Segment Start: EXCERPTED PASSAGE

Java Fern

Discussion in 'Plant Help' started by Terry, 29 Jan 2008.

  1. Terry

    Terry Member

    Messages:
    47
    Location:
    Cowplain, Portsmouth
    Hi,

    This may seem a silly question to all you Plant gurus out there... Is it normal for a series of what looks like short brown hairy roots to form underneath the leaves of a Java Fern? So far it only seems to be on the older leaves. I'm just curious as this is my first attempt at growing JF.

    Thanks.
     
  2. Dan Crawford

    Dan Crawford Founder Staff Member

    Messages:
    3,266
    Location:
    Daventry, Northants
    No silly question on here...
    That is normal, it's just the plant producing new leaves. The brown spots are "sporangia".
    If i were you i would cut off the leaf with the roots growing on it (cut it as close to the base of the stem as possible) and leave the main plant to put it's energies into producing new growth from the rhizome (root).
    You can keep the small, new plants and try and grow them on if you like. The leaf that you have snipped off could be partly tied to a rock of some other kind of hardscape. i wouldn't use the whole leaf since this will die off and look ugly and attract algae.
    I hope this helps.
    Dan
     
  3. Terry

    Terry Member

    Messages:
    47
    Location:
    Cowplain, Portsmouth
    Thanks Dan, appreciate your advice.
     
  4. Themuleous

    Themuleous Member

    Messages:
    4,126
    Location:
    Aston, Oxfordshire
    Yeh this is just the plants way of reproducing. If you leave it alone a new plantlet would grow which eventually you could remove and plant elsewhere :)

    BTW the only silly question is the one that isn't asked :)

    Sam
     
  5. Ed Seeley

    Ed Seeley Member

    Messages:
    3,262
    Location:
    Nottingham
    Dan's right that there's nothing to worry about, but the spots aren't sporangia unless they produce spores, not roots. The spores are a ferns method of sexual reproduction whereas the plantlets growing from the leaves are produced completely asexually without the alternation of generations that ferns must undergo to reproduce sexually.

Segment End: EXCERPTED PASSAGE

→ EXERCISE INSTRUCTIONS
Continue the Java Fern forum thread from the point where its text stops.

Segment Start: DATASET EXTRACT

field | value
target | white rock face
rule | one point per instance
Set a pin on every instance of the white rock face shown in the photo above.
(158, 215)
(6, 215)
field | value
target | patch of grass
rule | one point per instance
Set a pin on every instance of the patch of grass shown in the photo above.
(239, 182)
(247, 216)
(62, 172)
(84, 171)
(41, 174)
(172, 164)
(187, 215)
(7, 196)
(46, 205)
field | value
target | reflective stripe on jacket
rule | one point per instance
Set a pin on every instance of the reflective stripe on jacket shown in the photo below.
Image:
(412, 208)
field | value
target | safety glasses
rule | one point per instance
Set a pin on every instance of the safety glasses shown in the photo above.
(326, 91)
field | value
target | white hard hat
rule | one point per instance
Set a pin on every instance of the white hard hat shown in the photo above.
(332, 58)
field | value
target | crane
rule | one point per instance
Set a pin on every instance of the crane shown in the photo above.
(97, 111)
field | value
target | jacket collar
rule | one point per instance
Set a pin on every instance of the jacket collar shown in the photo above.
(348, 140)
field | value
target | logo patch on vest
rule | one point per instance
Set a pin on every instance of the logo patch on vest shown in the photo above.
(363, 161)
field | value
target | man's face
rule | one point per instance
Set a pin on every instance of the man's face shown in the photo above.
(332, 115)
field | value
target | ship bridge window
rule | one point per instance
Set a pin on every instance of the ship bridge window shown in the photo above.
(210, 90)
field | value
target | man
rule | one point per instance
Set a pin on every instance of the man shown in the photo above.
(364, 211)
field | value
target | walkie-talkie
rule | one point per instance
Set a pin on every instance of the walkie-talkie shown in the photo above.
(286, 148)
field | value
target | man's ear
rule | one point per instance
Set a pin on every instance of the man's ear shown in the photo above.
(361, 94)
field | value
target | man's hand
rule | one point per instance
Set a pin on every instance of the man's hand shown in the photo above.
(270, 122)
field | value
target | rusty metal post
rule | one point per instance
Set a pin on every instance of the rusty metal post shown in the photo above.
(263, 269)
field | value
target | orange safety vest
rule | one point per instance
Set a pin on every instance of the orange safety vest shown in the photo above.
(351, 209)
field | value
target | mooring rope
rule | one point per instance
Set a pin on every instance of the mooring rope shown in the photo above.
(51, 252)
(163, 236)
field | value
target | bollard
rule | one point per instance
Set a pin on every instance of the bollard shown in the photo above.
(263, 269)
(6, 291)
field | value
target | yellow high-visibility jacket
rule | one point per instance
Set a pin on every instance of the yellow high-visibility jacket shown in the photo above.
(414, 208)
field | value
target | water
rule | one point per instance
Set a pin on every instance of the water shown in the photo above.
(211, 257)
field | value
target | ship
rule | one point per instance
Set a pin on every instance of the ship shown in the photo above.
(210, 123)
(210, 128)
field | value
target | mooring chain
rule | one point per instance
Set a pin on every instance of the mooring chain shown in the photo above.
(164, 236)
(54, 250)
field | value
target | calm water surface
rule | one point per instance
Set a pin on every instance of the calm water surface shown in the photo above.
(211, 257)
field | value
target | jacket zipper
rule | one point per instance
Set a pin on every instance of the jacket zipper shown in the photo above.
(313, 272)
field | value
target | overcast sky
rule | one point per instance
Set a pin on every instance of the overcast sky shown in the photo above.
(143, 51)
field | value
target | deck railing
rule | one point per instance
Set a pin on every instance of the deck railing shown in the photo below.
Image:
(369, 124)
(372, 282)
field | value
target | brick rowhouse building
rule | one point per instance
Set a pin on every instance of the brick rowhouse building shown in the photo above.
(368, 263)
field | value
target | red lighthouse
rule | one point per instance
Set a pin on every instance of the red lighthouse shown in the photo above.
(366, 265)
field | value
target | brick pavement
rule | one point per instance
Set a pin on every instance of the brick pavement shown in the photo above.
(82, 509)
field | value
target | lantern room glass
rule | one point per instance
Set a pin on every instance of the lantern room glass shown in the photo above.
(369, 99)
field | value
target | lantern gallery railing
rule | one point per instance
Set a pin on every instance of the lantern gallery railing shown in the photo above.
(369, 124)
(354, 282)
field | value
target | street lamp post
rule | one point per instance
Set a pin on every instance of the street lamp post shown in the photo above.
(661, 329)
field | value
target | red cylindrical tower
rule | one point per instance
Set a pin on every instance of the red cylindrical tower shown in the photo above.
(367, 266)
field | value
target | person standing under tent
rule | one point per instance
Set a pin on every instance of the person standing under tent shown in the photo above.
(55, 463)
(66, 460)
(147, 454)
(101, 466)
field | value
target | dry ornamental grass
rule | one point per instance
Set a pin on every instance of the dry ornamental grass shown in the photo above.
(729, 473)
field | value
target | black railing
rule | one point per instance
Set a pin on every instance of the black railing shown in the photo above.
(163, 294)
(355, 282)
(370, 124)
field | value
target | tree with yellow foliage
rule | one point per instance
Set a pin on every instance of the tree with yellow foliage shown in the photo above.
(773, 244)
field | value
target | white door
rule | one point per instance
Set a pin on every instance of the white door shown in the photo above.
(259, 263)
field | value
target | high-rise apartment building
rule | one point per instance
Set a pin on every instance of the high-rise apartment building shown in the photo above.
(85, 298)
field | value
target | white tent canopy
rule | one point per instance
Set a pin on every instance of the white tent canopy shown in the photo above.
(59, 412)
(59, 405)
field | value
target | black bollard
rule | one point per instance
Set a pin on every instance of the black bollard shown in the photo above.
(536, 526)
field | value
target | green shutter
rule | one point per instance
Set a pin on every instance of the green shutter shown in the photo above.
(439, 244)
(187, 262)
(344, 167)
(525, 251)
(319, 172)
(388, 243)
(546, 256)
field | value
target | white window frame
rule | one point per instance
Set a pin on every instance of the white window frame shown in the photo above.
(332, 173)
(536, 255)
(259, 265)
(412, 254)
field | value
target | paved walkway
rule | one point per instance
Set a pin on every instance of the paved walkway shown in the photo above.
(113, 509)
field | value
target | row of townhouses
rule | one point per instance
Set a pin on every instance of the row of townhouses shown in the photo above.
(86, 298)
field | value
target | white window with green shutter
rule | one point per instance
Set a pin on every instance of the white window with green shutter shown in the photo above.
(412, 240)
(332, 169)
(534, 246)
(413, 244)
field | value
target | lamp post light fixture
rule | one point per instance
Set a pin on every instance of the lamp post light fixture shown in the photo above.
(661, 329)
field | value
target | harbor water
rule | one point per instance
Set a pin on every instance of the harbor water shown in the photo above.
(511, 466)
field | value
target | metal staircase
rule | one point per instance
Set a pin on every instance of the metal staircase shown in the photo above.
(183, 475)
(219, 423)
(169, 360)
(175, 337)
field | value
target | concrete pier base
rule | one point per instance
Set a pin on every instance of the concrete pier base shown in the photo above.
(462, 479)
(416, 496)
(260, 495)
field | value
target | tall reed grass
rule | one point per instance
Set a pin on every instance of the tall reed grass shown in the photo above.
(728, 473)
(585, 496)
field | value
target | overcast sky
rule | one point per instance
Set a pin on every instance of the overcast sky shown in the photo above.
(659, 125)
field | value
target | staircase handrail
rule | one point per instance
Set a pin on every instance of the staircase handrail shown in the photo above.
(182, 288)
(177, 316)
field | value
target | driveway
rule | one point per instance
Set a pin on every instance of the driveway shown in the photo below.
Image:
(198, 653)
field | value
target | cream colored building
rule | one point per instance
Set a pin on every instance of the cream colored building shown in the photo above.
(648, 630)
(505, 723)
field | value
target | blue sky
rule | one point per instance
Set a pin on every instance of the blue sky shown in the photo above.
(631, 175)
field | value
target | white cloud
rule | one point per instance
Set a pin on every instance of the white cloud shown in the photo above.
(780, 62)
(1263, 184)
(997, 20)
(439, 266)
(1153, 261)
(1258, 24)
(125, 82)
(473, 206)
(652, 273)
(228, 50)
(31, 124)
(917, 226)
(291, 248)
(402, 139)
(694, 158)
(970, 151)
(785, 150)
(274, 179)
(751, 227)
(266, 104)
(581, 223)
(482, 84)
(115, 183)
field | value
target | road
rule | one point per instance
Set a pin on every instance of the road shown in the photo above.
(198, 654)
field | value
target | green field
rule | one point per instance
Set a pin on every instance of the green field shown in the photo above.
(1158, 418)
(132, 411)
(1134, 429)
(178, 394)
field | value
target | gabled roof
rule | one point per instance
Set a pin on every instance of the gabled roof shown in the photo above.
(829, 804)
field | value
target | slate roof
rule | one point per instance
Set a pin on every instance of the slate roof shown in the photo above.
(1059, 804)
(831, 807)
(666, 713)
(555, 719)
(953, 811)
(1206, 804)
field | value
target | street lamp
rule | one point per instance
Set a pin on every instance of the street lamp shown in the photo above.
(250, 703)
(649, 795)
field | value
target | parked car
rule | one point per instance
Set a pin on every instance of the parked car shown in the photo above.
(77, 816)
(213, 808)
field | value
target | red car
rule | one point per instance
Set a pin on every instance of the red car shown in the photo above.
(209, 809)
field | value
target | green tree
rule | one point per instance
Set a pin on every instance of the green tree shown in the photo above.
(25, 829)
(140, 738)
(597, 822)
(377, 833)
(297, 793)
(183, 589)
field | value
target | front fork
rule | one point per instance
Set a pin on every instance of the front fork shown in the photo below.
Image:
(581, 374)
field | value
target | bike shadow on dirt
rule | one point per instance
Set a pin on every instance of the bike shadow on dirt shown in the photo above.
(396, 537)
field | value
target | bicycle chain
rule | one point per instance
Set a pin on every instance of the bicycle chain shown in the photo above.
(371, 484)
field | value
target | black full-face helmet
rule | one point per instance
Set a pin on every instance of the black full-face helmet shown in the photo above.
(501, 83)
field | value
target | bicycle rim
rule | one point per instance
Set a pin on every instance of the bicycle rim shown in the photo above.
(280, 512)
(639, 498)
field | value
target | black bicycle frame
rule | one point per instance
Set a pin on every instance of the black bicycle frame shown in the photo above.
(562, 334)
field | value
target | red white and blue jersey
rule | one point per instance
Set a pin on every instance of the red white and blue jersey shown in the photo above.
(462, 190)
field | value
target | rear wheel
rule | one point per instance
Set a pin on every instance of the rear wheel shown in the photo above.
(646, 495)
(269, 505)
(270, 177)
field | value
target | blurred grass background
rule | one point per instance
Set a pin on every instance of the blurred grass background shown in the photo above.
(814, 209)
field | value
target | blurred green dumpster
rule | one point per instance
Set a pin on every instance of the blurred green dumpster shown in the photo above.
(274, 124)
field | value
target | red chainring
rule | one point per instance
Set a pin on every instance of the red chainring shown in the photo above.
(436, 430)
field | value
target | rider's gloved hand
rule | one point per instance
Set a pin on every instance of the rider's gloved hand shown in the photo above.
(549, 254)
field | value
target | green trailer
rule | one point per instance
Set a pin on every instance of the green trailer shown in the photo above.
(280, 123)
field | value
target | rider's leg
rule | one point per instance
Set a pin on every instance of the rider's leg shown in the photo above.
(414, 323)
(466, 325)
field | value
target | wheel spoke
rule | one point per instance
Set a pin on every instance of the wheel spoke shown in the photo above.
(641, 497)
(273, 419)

Segment End: DATASET EXTRACT

→ EXPECTED ANSWER
    If you don't like how they look or want the main plant to grow really well and look it's best, then snip the leaves off as they form.

    However, if you want to grow loads more ferns though I'd leave the leaves until the new plantlets grow leaves and rhizomes and get to a decent size, then twist them off and secure to new wood/rocks. They will get going far quicker if they get more sustinance from the main plant when tiny. They'll grow eventually either way though - they're as tough as old boots!

    Good luck.
     
  6. Terry

    Terry Member

    Messages:
    47
    Location:
    Cowplain, Portsmouth
    Guys,

    Thanks for the advice, this is just one fascinating hobby. I wish I'd taken it up years ago. Since joining UKaps in Oct I've learnt a lot. I will try and get a decent photo of the tank and post it soon.
    Thanks again.
     
  7. Dan Crawford

    Dan Crawford Founder Staff Member

    Messages:
    3,266
    Location:
    Daventry, Northants
    Evidently i'm still learning :oops:
    Nice one Eds.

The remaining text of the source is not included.